— start DATA RECORDS —

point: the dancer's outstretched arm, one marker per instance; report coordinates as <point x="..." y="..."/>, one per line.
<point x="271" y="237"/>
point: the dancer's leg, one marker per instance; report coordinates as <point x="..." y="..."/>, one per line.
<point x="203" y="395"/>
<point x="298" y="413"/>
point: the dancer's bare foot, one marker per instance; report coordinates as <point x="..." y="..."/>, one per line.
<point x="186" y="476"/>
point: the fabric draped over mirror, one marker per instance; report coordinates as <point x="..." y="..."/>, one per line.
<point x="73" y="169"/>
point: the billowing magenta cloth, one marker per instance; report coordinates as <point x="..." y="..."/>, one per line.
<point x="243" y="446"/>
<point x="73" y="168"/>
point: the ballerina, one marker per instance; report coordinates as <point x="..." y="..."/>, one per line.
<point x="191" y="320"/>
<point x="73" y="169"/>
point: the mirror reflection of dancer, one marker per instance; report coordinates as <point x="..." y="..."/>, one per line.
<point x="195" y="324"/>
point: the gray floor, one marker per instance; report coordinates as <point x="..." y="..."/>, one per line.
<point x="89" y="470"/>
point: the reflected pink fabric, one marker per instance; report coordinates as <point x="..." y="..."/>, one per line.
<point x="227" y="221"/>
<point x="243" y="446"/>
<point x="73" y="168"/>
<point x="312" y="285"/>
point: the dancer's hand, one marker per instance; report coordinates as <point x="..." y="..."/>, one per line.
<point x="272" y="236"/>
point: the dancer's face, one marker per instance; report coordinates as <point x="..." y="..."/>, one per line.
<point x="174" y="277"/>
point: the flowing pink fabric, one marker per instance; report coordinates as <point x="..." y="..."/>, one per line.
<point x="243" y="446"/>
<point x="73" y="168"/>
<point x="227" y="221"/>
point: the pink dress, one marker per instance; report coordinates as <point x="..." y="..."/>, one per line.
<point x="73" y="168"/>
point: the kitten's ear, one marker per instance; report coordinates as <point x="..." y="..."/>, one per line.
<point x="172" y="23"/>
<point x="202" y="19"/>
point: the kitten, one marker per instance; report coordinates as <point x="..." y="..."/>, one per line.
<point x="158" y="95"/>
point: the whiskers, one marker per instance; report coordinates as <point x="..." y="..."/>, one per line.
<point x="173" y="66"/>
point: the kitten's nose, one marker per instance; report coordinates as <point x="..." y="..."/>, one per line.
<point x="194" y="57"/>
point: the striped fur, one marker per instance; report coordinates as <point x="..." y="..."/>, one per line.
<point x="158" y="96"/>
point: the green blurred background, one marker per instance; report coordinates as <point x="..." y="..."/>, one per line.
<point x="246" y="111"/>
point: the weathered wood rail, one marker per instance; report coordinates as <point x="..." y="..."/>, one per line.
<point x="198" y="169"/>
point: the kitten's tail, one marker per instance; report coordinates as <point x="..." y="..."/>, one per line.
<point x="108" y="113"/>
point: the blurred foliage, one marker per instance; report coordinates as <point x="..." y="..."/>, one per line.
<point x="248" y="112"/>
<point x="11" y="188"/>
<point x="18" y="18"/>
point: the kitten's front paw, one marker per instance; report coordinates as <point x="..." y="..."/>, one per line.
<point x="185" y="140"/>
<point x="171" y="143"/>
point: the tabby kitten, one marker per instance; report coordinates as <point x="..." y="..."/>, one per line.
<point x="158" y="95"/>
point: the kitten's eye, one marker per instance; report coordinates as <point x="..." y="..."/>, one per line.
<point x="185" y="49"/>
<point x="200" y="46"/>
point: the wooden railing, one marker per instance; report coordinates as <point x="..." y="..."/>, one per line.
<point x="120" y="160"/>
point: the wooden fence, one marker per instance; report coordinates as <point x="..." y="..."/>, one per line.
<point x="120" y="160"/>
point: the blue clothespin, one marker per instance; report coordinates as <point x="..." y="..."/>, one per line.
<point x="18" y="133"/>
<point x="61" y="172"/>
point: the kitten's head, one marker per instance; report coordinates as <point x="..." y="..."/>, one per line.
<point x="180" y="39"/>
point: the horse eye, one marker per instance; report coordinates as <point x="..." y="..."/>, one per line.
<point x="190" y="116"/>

— end DATA RECORDS —

WRITTEN PROBLEM
Swap "wooden" for "timber" in the rows from the line with "point: the tabby" through the last row, and write those lines out again with nothing else changed.

FINISHED TASK
point: the tabby kitten, one marker per instance; report coordinates as <point x="..." y="..."/>, one per line.
<point x="158" y="95"/>
point: the kitten's eye, one marker per instance; report coordinates as <point x="..." y="..."/>, one per line.
<point x="185" y="49"/>
<point x="200" y="46"/>
point: the timber railing, one marker per instance; report coordinates as <point x="..." y="..."/>, one per line.
<point x="120" y="160"/>
point: the timber fence, one marker per instance; report coordinates as <point x="..." y="..."/>, one per line.
<point x="120" y="160"/>
point: the blue clothespin, one marker per instance; report coordinates as <point x="..." y="..."/>, one per line.
<point x="18" y="133"/>
<point x="61" y="172"/>
point: the kitten's head, one marker per instance; report coordinates as <point x="..." y="..."/>, one per line.
<point x="180" y="39"/>
point: the horse eye, one marker per instance; report coordinates as <point x="..." y="..."/>, one per line.
<point x="190" y="116"/>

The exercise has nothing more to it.